**WORK ORDER**
Without the images, write out the entries word for word.

**AVAILABLE DATA**

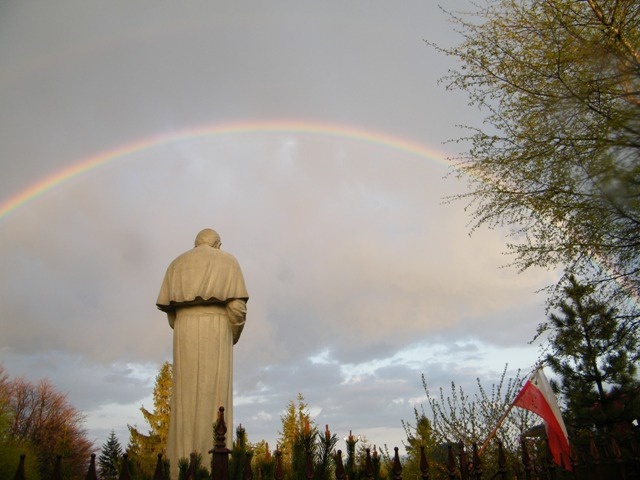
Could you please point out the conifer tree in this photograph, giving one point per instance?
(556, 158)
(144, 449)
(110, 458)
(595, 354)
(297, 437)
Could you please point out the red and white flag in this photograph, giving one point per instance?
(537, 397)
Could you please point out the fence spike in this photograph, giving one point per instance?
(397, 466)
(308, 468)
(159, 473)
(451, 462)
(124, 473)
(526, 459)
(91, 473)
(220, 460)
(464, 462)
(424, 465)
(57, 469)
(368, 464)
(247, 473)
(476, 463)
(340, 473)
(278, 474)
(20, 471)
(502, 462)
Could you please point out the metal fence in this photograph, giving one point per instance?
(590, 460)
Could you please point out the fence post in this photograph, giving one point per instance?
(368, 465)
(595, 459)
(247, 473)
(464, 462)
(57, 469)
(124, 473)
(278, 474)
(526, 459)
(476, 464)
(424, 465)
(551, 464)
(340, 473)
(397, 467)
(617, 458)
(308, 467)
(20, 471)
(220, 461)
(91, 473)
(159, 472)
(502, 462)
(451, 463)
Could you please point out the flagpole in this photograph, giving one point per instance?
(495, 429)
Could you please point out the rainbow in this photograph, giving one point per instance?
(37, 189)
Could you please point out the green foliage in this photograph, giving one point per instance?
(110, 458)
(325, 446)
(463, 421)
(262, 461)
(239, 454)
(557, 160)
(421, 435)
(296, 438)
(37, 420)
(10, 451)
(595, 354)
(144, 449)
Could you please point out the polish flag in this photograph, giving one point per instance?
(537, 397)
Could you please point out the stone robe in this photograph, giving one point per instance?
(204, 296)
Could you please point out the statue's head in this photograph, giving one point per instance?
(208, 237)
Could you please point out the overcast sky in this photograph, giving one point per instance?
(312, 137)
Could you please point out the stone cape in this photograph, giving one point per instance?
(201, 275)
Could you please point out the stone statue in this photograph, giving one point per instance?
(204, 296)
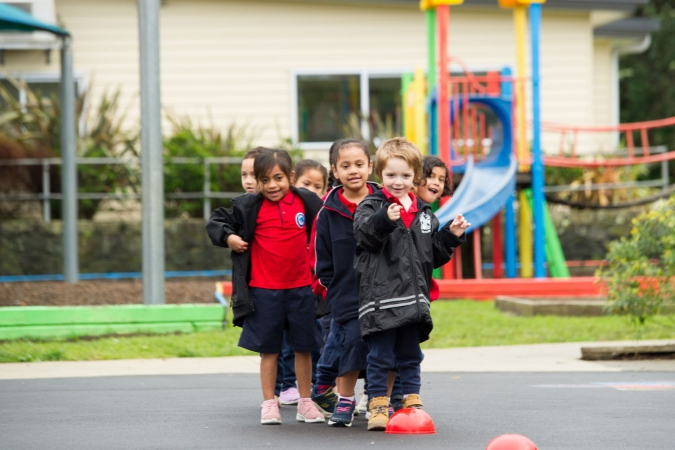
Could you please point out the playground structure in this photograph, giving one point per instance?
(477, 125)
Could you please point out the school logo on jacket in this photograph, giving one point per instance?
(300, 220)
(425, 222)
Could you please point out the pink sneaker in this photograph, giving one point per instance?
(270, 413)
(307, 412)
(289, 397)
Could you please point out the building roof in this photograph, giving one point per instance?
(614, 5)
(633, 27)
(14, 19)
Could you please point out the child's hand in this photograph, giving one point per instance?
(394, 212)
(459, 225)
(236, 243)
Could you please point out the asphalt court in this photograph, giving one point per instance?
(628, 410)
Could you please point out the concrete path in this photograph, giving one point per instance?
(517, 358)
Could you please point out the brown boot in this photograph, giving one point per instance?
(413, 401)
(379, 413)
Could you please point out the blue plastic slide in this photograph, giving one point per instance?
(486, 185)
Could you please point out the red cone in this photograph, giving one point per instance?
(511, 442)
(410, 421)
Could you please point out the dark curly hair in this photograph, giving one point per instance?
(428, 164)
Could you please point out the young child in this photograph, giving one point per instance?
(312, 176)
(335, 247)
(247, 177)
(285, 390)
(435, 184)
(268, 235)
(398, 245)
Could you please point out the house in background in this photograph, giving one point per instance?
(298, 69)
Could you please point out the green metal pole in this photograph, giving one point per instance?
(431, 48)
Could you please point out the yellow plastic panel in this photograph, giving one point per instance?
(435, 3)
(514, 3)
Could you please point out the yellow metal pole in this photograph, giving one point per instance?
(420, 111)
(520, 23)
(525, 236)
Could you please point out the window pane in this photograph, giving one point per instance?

**EXERCISE SOLUTION**
Could you please point out the conifer tree in this photograph, giving one point per instance?
(556, 158)
(144, 449)
(110, 458)
(595, 354)
(297, 437)
Could you please point out the red and white flag in this photograph, giving one point per instance?
(537, 397)
Could you please point out the fence spike in this photograph, giving one point per instance?
(397, 466)
(308, 468)
(159, 473)
(451, 462)
(124, 473)
(526, 459)
(91, 473)
(220, 460)
(464, 462)
(424, 465)
(57, 469)
(368, 464)
(247, 473)
(476, 463)
(340, 473)
(278, 474)
(20, 471)
(502, 462)
Could you please point out the metal fence in this photograph, giving one point per instance?
(590, 460)
Could you please point out the fence post in this photograph, giving one point per instance?
(368, 465)
(595, 459)
(247, 473)
(464, 462)
(57, 469)
(124, 473)
(278, 474)
(526, 459)
(476, 464)
(424, 465)
(551, 464)
(340, 473)
(397, 467)
(617, 458)
(308, 467)
(20, 471)
(220, 461)
(91, 473)
(159, 472)
(502, 462)
(451, 463)
Could you please point out the flagpole in this photograph, giving one point per instance?
(495, 429)
Could you please point out the rainbow in this photograph, giving one point per instance?
(37, 189)
Could you please point out the green foliage in this photograph, giving one point per instance?
(110, 458)
(325, 446)
(463, 421)
(262, 461)
(239, 454)
(557, 160)
(421, 435)
(296, 438)
(37, 420)
(10, 451)
(595, 354)
(144, 449)
Could you please point out the polish flag in this photograph, giving one point per instance?
(537, 397)
Could you please point out the stone robe in this photograph, giving one point per instance?
(204, 296)
Could you please point out the statue's head in this photograph, giving one point per instance?
(208, 237)
Could you please point out the overcast sky in this photograph, giving one point per instance?
(312, 137)
Could you please point out the stone cape in this photograph, giving one point per instance?
(201, 275)
Could you please point out the stone statue in this photograph, giving one point per instance?
(204, 296)
Could you please point out the playground structure in this photograph, giving one point per instance?
(477, 125)
Could you please point out the school logo on jacket in this photograph, giving one point per instance?
(300, 220)
(425, 222)
Could you please point out the pink sneaker in this photograph, giving one point per instance?
(270, 413)
(307, 412)
(289, 397)
Could you please point out the building roof in this photograph, giving one point per instance?
(614, 5)
(633, 27)
(14, 19)
Could you please point out the child's hand in this photograph, giving one point per instance?
(394, 212)
(459, 225)
(236, 243)
Could you please point out the asphalt court in this photograph, giving one point per instance?
(628, 410)
Could you please point out the concrete path in this photograph, giving one point per instance?
(517, 358)
Could you please point out the brown boot in this photograph, giving one point per instance?
(413, 401)
(379, 413)
Could you please point out the blue plastic slide in this photograph, giving one point per instance?
(486, 185)
Could you please point out the red cone in this photograph, giving one point per instance?
(511, 442)
(410, 421)
Could you please point out the dark curly hair in this photograph, giving one point per instance?
(428, 164)
Could you please point out the young child in this photograph, giving one point per instance?
(312, 176)
(335, 247)
(247, 177)
(285, 390)
(435, 184)
(268, 235)
(398, 245)
Could you please point out the house in background in this photograph, giving one point per instance?
(298, 69)
Could you please point out the green metal pole in this photograph, giving one point per instance?
(431, 48)
Could you please point out the yellow plastic panel in this photograph, giving one point per instance?
(435, 3)
(514, 3)
Could you please point out the yellow metal pole in this photograph, giving one point per instance?
(420, 111)
(520, 23)
(525, 236)
Could you please point out the window pane in this photograph, giving one point per instance?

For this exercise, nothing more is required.